• **WHAT TO DO**: Please count the lines in the listing below that contain the word "localize", and reply with that number alone.

• **RECORDS FOR THIS EXERCISE**:
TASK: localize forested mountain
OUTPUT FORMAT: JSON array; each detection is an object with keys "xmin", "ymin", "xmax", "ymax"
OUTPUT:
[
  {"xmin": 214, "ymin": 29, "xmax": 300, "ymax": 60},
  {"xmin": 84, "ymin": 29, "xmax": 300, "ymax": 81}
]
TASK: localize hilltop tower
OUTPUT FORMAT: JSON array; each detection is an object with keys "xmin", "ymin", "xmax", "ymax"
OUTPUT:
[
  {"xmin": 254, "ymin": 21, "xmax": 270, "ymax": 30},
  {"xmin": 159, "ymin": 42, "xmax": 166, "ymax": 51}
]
...
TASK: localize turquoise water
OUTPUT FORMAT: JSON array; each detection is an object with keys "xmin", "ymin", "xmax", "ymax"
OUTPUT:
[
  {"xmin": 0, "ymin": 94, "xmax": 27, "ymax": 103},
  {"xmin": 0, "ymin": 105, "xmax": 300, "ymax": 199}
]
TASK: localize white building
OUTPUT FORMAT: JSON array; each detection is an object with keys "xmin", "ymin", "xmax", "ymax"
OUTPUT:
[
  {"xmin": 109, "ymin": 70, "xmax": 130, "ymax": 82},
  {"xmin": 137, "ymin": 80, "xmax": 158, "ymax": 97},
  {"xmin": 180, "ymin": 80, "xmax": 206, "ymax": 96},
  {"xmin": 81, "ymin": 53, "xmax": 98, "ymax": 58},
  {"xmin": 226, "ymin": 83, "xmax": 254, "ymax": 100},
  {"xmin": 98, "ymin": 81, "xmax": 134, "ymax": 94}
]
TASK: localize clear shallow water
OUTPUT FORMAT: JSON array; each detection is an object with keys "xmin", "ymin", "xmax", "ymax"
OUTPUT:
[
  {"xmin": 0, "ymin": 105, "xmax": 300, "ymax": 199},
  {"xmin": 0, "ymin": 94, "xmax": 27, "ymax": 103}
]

• **COMPLETED TASK**: 5